• _Document excerpt_:
■ ■ ■

Ida shows the DBT book that has helped her in her recovery

Ida points to a section of a Dialectical Behavioral Therapy book that really made an impact in her recovery.

ICS serves members experiencing acute symptoms of mental health disorders. The program provides frequent medical and case management as well as intensive outpatient therapy services. Ida attended group and individual therapy sessions as well as classes for job training. All of this plus the right medication combination made Ida’s recovery a success.

“I call it peeling the onion. You have to really go inside of yourself, start taking out all that pain and bring it out on the surface and deal with it, and not inflict it on yourself.”

Ida has been living on her own for two years. Her three cats have made living alone possible. “I tried to live on my own before but it just didn’t work. It was too much and I couldn’t handle it. And now I love it!” Ida has also gained more independence by having her own car again. She also has plans to go back to school to become a Registered Nurse.

Ida goes to church, enjoys reading and making friends. She also has a great relationship with her daughter who lives in California. “I realized the only way I was going to get better is if I worked on it for myself.”

Ida’s story is one that demonstrates the power of hope and the human spirit. “I’m so excited to survive what I have survived and keep going and know I can do it…I love my life now.”

■ ■ ■

• _Excerpted data_:
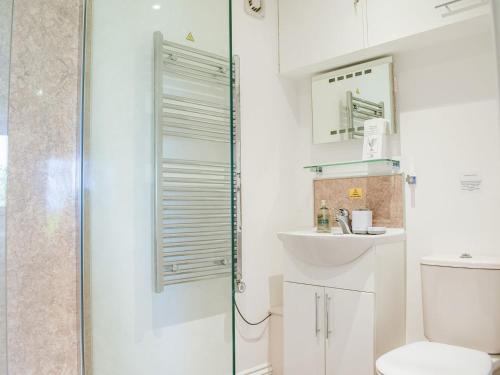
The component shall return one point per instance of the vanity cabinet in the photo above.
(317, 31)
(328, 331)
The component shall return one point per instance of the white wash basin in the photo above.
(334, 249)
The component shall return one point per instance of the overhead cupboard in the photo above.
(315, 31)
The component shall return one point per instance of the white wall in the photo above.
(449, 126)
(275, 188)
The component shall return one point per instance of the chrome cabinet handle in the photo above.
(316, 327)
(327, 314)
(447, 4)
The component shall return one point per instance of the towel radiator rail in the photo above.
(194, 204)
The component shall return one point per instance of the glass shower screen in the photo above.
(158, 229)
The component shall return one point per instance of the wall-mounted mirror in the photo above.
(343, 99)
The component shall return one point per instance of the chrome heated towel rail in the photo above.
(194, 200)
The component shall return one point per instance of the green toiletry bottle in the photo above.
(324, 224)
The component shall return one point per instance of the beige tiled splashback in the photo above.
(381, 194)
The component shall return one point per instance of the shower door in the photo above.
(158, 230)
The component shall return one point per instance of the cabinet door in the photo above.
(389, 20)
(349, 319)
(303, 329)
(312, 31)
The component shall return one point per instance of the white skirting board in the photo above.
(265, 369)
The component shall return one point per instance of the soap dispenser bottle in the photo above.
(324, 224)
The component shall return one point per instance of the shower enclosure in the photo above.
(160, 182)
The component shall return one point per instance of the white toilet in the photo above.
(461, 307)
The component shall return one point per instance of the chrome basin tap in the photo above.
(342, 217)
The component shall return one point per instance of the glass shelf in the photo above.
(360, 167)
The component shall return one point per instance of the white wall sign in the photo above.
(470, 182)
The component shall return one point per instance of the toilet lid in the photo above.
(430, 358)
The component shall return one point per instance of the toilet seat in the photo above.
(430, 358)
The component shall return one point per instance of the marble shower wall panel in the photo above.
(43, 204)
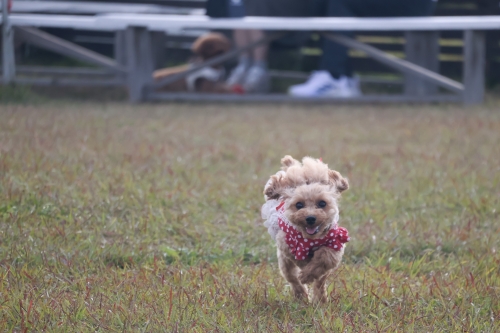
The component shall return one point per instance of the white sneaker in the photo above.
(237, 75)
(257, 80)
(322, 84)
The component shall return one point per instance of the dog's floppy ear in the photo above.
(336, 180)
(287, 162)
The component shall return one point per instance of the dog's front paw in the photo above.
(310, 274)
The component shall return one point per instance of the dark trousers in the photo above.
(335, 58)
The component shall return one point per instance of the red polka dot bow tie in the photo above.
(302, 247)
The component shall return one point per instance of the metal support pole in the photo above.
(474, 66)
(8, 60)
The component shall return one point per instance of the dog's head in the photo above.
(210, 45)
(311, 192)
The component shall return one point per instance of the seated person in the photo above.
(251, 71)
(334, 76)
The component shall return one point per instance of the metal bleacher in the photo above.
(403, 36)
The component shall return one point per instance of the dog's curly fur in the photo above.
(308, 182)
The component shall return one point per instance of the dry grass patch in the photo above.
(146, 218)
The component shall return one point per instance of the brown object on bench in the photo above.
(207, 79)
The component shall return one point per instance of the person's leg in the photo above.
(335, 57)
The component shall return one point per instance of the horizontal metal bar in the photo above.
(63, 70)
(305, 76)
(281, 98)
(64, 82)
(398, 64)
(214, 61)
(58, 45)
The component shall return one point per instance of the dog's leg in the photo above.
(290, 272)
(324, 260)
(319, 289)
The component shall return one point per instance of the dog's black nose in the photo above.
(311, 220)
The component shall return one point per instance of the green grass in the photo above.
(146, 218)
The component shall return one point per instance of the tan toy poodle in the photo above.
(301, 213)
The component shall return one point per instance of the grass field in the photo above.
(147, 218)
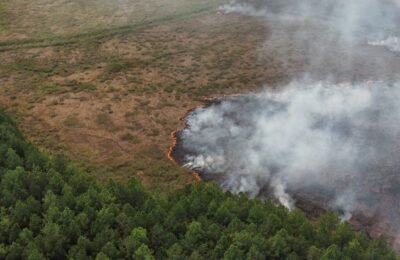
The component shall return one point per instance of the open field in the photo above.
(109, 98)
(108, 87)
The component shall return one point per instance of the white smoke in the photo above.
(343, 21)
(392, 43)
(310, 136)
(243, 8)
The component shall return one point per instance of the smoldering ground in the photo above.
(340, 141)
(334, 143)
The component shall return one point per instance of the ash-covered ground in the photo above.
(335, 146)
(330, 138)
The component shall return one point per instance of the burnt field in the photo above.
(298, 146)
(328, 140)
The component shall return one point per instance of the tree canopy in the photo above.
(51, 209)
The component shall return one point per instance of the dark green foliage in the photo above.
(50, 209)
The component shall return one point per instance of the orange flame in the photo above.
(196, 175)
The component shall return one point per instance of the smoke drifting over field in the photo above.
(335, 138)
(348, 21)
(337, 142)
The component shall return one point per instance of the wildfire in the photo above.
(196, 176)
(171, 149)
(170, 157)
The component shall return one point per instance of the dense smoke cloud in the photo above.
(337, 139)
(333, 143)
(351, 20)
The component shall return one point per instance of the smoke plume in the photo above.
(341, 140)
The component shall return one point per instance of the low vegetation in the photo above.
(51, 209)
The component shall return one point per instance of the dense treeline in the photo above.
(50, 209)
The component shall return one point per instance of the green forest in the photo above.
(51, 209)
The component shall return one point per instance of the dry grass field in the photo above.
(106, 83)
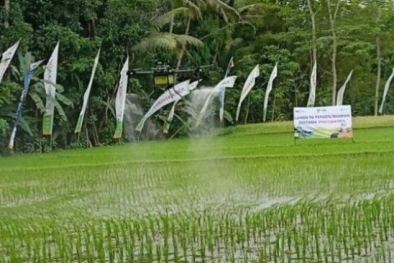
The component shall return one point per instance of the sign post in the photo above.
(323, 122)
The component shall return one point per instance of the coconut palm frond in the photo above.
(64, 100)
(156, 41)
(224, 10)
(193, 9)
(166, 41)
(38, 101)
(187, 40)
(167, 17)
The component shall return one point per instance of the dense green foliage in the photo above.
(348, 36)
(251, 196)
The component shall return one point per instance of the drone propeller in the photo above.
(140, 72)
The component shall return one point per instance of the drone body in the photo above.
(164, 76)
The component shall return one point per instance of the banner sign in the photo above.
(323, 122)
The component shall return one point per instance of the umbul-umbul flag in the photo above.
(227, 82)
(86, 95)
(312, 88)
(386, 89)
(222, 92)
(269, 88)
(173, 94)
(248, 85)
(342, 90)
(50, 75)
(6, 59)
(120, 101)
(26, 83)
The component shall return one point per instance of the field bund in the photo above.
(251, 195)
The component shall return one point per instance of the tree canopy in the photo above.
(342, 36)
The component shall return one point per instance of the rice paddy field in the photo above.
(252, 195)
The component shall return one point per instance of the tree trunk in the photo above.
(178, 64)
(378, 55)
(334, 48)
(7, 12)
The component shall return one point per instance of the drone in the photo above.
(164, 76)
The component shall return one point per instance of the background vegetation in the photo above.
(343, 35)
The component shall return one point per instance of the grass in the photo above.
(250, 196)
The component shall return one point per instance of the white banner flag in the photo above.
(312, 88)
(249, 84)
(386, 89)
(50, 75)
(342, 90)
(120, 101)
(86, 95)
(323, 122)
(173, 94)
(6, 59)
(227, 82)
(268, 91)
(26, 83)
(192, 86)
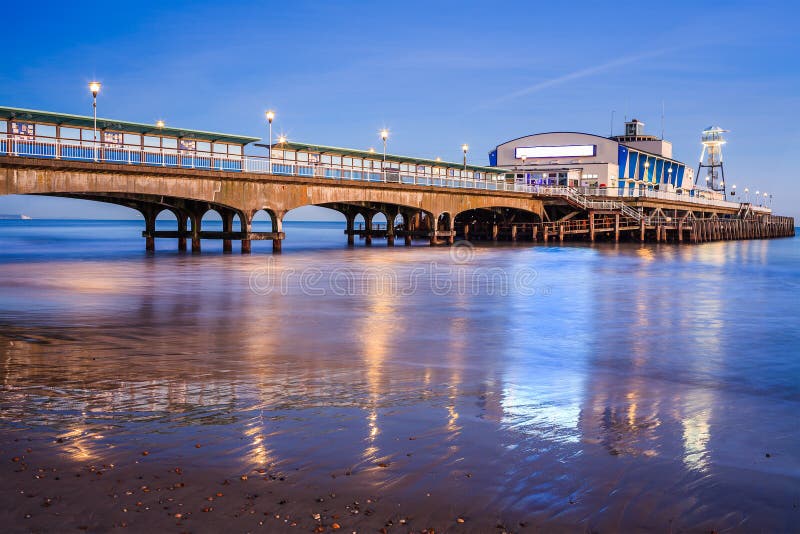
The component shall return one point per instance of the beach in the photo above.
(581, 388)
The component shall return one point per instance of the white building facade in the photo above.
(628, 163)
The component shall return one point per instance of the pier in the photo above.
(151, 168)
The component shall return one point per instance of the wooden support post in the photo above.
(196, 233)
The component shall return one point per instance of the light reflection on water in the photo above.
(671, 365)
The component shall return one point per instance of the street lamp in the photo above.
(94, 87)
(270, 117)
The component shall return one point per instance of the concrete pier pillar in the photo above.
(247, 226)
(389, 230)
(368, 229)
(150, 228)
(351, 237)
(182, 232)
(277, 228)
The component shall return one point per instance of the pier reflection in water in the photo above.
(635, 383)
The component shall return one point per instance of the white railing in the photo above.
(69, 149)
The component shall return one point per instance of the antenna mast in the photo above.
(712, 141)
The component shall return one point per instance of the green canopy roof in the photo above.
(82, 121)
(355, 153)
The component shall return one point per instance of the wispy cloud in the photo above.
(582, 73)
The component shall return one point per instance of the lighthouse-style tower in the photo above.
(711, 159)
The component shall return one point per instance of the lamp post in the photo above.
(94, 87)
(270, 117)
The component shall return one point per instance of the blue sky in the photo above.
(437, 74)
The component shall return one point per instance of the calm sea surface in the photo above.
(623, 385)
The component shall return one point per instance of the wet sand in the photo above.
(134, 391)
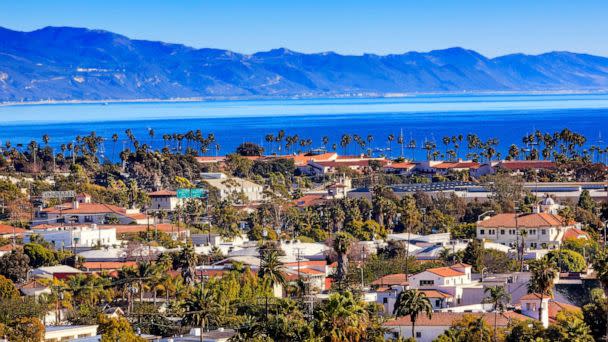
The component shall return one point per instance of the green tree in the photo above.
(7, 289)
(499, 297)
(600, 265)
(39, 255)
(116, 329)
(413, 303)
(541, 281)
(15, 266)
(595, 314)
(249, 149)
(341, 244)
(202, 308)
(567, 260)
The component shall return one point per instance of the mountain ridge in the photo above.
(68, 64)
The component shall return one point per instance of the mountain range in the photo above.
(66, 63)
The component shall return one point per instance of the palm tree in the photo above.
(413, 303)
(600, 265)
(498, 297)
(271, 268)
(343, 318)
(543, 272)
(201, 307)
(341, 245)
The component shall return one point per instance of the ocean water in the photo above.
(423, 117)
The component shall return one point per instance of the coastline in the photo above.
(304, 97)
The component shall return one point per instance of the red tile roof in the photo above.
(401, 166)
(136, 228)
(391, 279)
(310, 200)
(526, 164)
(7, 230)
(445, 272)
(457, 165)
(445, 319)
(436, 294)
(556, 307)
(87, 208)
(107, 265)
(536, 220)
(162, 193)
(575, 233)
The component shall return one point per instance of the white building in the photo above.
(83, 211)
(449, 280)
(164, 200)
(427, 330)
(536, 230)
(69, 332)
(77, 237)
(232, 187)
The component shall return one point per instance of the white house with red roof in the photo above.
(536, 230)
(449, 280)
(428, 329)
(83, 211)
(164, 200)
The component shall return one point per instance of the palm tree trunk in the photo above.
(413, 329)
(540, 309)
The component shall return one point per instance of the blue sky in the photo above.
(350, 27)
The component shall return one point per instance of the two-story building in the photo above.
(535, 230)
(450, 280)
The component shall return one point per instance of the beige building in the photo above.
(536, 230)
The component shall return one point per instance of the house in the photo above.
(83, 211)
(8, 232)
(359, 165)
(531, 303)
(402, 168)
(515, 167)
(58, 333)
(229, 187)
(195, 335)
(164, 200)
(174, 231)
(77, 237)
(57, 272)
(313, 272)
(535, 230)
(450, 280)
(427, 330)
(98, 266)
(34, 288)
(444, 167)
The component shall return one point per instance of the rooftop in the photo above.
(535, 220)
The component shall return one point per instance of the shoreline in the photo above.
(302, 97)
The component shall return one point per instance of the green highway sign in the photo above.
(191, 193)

■ ■ ■

• _Tasks for this exercise_:
A: In the profile of Ida, what does Ida plan to go back to school to become?
B: Could you rework the stretch from "ICS serves members" through "a Registered Nurse." in the profile of Ida, swapping "three cats" for "two dogs"?
C: Will you carry the profile of Ida forward from where it stops?
The items play no role in this work.

• _Expected results_:
A: A Registered Nurse.

B:
ICS serves members experiencing acute symptoms of mental health disorders. The program provides frequent medical and case management as well as intensive outpatient therapy services. Ida attended group and individual therapy sessions as well as classes for job training. All of this plus the right medication combination made Ida’s recovery a success.

“I call it peeling the onion. You have to really go inside of yourself, start taking out all that pain and bring it out on the surface and deal with it, and not inflict it on yourself.”

Ida has been living on her own for two years. Her two dogs have made living alone possible. “I tried to live on my own before but it just didn’t work. It was too much and I couldn’t handle it. And now I love it!” Ida has also gained more independence by having her own car again. She also has plans to go back to school to become a Registered Nurse.

C:
Ricky R.

July 20th, 2011

A Softened Spirit – Letting Go of Anger
Ricky R. stands outside his apartment

Ricky R. grew up making trips to the hospital with his mother after she was beaten by his dad. At school, he was the one being bullied. “I used to get pushed around, threatened, rocks thrown at me; it was like an everyday thing,” he says.

In 8th grade when Ricky came out as being gay, the bullying increased. He became more angry, argumentative and verbally abusive with his mom. He got involved in risky behaviors including prostitution, eating disorders and heavy drug use. “My mom never understood why I had so much anger,” he says. “Looking back at it, it was really never her, or anybody. In fact, it was everything I was holding in.”

At age 24, Ricky’s rage took over during a drug-induced breakdown. He almost killed his mother. Sentenced to three years in the Arizona State Hospital (AzSH), and additional years of closely monitored after-care, Ricky says that’s when his life started to turn around.

At AzSH, it was mandatory to attend groups. At first closed off to therapy and recovery, Ricky started coming out of his shell. “I really started participating more,” he says.

His recovery continues at CODAC’s Intensive Community Services program (located Downtown) where he meets frequently with a care manager, psychiatrist and therapist.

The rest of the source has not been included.